### AIM 1
Reproduce the lines of the listing word for word, starting at the top of the listing and going on through the line containing "[0,44,232,63]". Leave out the pictures.

### QUOTED PASSAGE
This post covers the basics of LiDAR data and how very high resolution DEMs can be derived from LiDAR data.

With an appropriate nod to The Bats, we’ll cover LiDAR data, which, while sort of luminous but not spherical, are certainly tiny and numerous.  Thousands is a HUGE underestimate.  LiDAR is a form of remote sensing and, though this is in dispute, is generally accepted to stand for Light Detection and Ranging.  LiDAR uses lasers to measure distances by monitoring how long it takes a beam of laser light to return to its source after bouncing off stuff.  Think back to those old Hollywood war movies involving submarines.  High tension as they pinged other subs and ships with sonar, and used that as a way to figure out where the enemy was.  LiDAR works in a similar way only using light instead of sound.  In practice, this usually means mounting a laser system into an airplane equipped with a high-precision GPS system.  The laser system fires out a series of beams but also has a receiver that monitors when the beam reflects back to its source.  Then we’re back to some basic high school physics.  Light travels at a roughly constant speed (3 x 10^8 m/sec for those playing at home) so if we know  how long it took for the signal to return, we can also determine how far away that point is from its source (after dividing by 2).  The GPS is then used to locate exactly where the airplane is.   So picture an airplane flying over the ground, shooting out beams of laser light as it goes.  Also picture a collection of points on the ground where the laser beam hits the earth.  These points also hit trees, and building, and cars, and people and anything on the ground.  Those are our luminous spheres (well, points):

lidarimage

There’s one more aspect of the system.  Anyone who’s flown in an airplane will be familiar with turbulence and how that can change the direction the plane is facing.

### AIM 2
Write what follows in the LiDAR data post, picking up after its last sentence.

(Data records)

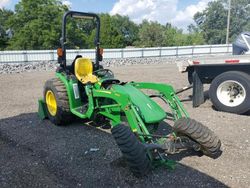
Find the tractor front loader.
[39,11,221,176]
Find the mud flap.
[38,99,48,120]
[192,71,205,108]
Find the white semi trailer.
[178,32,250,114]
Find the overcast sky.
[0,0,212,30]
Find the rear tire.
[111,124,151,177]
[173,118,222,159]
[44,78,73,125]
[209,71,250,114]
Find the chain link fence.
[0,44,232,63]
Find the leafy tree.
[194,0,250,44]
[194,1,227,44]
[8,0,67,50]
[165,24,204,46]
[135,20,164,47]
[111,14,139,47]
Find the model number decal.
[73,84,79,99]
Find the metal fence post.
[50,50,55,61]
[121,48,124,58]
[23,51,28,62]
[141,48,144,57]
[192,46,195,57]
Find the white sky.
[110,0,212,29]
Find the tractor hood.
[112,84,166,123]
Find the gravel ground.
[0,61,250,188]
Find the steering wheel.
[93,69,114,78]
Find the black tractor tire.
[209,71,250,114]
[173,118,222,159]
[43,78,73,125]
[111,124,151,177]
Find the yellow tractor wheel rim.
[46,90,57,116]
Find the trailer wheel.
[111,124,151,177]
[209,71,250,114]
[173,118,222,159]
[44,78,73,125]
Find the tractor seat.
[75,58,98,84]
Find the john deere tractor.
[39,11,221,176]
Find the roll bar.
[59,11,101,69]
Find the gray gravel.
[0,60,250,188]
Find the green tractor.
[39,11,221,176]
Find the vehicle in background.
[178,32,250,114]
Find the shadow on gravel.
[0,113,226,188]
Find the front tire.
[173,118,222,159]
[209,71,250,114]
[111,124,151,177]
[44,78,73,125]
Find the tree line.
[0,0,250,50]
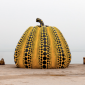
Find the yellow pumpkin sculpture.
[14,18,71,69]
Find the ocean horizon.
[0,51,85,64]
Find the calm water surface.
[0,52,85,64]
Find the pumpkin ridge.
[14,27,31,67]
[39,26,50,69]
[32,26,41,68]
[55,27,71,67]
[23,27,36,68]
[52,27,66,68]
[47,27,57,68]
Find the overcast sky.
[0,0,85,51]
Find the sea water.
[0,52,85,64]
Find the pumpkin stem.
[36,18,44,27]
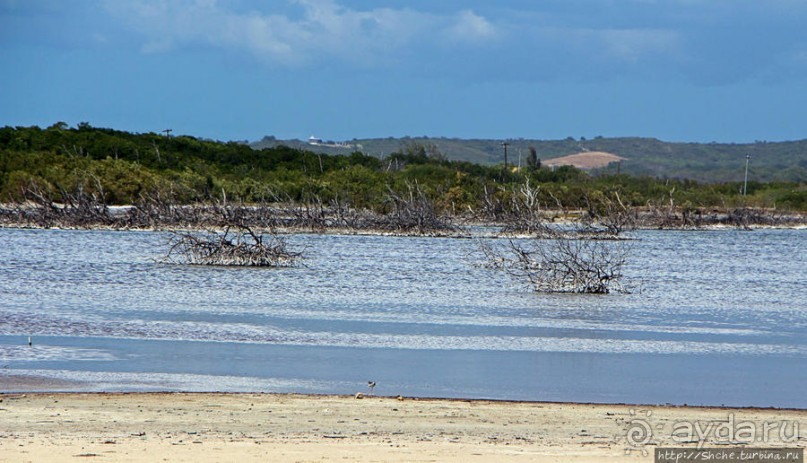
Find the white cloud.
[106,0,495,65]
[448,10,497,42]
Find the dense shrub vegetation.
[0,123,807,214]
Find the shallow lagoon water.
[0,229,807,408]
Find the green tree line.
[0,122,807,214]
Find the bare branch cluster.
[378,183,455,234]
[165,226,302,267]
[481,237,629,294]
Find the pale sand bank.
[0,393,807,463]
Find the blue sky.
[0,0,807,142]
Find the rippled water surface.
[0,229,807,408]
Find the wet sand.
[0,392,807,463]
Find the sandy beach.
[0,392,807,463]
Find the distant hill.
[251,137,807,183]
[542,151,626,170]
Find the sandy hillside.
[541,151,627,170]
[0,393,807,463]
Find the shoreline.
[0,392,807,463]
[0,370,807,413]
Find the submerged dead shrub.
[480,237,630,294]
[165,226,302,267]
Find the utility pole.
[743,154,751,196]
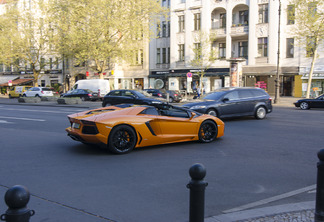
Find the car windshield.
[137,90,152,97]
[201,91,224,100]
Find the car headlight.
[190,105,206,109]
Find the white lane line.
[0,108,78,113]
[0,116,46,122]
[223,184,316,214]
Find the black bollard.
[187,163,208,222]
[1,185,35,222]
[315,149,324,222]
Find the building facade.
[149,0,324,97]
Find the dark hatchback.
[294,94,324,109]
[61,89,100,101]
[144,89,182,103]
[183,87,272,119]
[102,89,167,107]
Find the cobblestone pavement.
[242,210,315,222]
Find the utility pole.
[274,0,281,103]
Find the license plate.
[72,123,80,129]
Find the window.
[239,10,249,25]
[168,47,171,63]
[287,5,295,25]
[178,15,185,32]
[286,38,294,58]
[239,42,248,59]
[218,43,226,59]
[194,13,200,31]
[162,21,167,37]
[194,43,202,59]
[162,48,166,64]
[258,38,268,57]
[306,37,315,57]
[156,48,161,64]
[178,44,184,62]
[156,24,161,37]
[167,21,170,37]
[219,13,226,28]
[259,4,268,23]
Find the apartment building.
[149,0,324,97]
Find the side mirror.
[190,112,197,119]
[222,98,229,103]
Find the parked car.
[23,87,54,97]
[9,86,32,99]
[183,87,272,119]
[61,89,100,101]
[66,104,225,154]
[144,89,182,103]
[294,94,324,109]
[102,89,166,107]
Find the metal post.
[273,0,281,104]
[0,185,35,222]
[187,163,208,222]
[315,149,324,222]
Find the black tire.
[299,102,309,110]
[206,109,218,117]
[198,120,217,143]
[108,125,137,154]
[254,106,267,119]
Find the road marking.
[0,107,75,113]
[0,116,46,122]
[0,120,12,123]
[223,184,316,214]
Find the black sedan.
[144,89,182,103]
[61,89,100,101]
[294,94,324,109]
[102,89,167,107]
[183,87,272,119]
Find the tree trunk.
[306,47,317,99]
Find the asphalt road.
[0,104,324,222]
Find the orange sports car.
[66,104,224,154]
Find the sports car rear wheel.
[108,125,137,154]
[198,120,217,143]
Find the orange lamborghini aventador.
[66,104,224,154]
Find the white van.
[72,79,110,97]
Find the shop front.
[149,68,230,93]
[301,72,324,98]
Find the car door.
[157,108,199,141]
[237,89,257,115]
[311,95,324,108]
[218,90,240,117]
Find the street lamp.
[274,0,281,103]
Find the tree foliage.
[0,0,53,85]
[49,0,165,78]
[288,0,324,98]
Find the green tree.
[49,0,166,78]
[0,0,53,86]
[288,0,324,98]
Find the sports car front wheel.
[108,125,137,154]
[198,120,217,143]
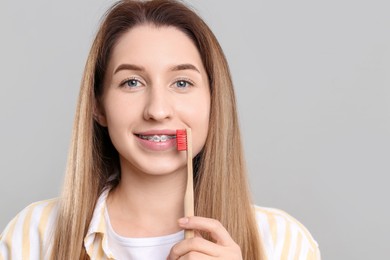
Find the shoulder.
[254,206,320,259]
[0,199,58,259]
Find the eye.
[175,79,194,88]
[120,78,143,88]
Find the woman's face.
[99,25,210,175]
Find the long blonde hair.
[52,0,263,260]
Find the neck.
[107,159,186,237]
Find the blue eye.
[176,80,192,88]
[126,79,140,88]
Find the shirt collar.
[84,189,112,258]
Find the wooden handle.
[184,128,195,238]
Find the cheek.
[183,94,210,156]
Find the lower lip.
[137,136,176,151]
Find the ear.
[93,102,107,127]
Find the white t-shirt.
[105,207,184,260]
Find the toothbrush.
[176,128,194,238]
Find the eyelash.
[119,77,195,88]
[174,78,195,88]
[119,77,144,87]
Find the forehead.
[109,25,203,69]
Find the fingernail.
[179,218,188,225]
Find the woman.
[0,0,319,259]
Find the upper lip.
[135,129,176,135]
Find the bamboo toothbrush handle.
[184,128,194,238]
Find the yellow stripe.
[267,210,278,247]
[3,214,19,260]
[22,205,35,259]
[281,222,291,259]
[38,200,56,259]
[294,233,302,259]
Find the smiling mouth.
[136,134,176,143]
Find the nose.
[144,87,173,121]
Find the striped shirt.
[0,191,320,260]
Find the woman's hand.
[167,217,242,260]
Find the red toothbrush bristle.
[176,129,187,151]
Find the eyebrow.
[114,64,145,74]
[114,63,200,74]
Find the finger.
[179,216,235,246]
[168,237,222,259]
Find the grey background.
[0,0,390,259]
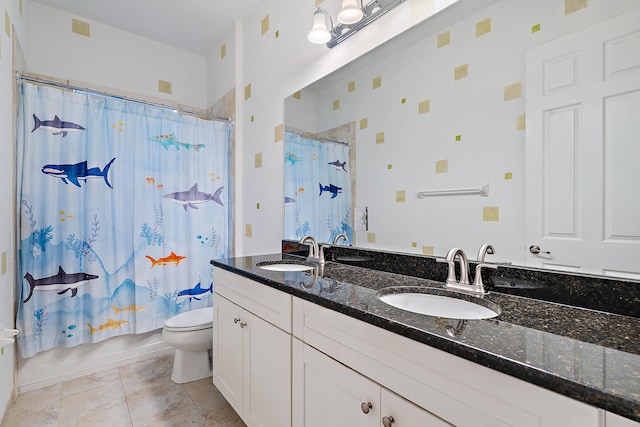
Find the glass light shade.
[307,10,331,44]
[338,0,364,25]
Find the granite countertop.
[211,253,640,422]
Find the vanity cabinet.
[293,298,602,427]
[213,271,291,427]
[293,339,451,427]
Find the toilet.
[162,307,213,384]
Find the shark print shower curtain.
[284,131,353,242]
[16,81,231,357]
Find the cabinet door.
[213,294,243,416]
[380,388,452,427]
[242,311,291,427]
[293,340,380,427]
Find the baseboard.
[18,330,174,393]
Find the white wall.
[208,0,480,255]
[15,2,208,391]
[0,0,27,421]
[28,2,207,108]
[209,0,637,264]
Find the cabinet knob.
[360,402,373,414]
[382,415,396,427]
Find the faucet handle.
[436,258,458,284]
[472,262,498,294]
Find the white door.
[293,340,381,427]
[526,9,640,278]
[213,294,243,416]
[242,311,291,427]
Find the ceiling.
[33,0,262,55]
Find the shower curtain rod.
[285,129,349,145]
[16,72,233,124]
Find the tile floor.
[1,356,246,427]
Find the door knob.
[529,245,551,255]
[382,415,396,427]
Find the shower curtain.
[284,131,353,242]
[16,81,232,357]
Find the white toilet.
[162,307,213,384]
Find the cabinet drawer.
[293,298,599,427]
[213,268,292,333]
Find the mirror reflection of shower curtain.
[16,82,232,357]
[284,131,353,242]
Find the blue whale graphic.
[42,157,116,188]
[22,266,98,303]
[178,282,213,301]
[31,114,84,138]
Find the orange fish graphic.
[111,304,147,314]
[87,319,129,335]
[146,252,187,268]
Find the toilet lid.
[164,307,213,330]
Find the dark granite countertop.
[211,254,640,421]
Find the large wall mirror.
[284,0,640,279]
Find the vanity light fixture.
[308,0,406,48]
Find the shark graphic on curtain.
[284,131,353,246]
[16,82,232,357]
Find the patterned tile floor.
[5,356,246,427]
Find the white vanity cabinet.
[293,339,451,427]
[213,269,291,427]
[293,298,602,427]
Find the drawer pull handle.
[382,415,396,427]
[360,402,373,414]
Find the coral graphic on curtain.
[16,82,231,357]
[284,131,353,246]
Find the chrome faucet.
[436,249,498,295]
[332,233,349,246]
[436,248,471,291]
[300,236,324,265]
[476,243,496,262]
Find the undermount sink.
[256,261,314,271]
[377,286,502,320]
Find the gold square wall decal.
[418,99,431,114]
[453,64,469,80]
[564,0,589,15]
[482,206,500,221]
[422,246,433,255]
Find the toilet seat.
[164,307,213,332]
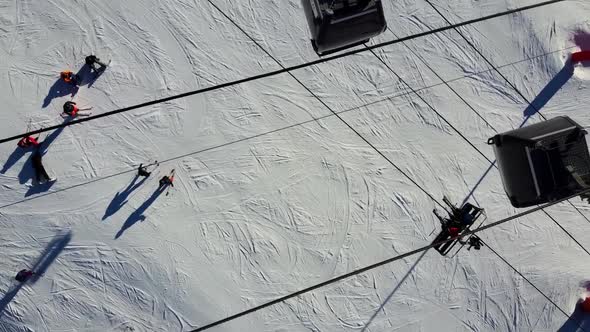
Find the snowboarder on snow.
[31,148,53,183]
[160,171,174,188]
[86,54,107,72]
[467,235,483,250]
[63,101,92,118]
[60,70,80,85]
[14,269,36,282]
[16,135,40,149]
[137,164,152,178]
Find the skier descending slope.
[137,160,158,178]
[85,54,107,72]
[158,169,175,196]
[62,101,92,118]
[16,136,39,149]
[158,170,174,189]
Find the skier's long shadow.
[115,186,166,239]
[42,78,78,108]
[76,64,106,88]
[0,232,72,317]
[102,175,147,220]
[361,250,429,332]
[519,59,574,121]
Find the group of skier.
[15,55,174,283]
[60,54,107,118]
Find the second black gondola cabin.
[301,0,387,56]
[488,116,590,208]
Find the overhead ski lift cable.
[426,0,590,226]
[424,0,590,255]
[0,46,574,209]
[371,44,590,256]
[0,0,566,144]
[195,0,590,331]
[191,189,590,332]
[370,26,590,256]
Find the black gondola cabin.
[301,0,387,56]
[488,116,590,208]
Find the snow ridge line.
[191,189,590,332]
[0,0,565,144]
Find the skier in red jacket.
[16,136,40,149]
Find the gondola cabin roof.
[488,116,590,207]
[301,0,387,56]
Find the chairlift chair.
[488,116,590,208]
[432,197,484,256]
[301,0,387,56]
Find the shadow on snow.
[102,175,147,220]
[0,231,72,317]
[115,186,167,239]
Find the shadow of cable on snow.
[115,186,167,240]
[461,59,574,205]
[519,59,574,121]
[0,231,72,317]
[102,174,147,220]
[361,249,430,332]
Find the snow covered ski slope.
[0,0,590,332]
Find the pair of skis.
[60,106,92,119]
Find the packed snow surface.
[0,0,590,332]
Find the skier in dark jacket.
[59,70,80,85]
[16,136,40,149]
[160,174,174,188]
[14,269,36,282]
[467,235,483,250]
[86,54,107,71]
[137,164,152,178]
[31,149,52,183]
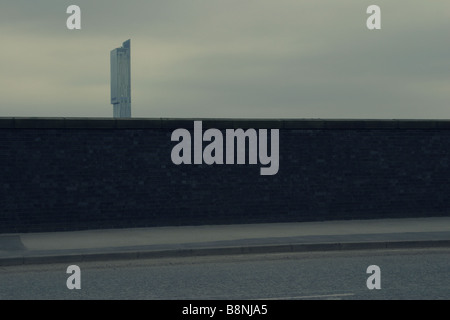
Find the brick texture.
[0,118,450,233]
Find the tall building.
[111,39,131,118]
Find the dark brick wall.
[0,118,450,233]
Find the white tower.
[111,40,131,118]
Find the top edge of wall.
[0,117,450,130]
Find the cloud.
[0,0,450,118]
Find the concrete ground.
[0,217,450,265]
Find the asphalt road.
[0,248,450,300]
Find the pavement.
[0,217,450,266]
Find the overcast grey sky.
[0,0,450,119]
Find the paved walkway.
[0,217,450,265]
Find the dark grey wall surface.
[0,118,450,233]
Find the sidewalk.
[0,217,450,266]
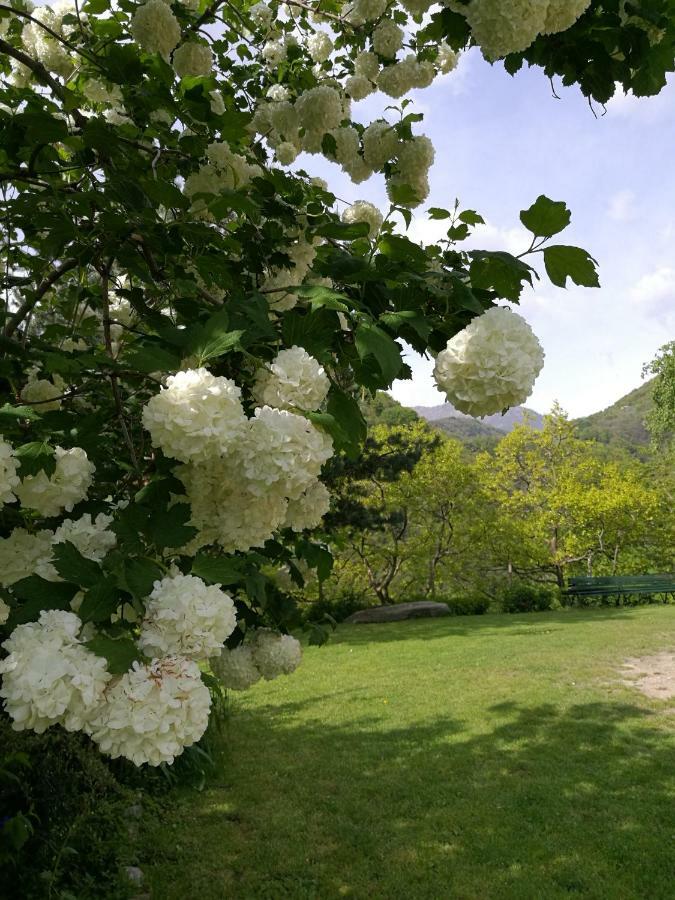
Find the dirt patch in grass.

### TASK RESULT 1
Find the tractor front loader.
[39,11,221,176]
Find the mud flap.
[38,99,48,120]
[192,71,205,108]
Find the white semi trailer.
[178,32,250,114]
Find the overcast sky.
[0,0,212,30]
Find the rear tire.
[111,124,151,177]
[173,118,222,159]
[44,78,73,125]
[209,71,250,114]
Find the chain link fence.
[0,44,232,63]

### TASK RESULT 2
3554882983_91788f4582_b

To take this into account, the airplane is also equipped with an Inertial Measurement Unit (IMU) which brings pitch and yaw into the picture.  The three components together allow the three dimensional position of all those points on the ground to be calculated, giving us x, y and z coordinates which we can then map.  Since laser light is used, we can have millions if not billions of points on the ground.  The average spacing between these points may be on the order of half a metre, so from LiDAR data we can derive some very high resolution DEMs.  And therein lies the real power of LiDAR – the collection of high resolution and high precision elevation points over large areas in relatively short amounts of time.

As you might imagine, after the Christchurch earthquakes, several sets of LiDAR data were collected, many of them just after major aftershocks.  These data have given us an extensive picture of how the topography of the city and region has been changed by the earthquakes.  So now we’ll cover some of the basics of how we can work with these data.

LAS Files – Raw LiDAR Data

Once the raw data have been processed, the output is a “point cloud” and could be as simple as a text file of x, y and z points.  Typically, extra data are collected which we’ll talk about later, but because LiDAR datasets can be so huge, they’re typically encoded in a standard binary format, known as LAS files.  These are usually broken up into tiles that are subdivisions of the standard 1:50,000 topomap extents.  Sorties were flown just after the September 2010 earthquakes – a total of five sorties were flown between September 2010 and December 2011.  In the image below, you can see the tiles for a mission flown in February 2011, just after the Lyttelton earthquake.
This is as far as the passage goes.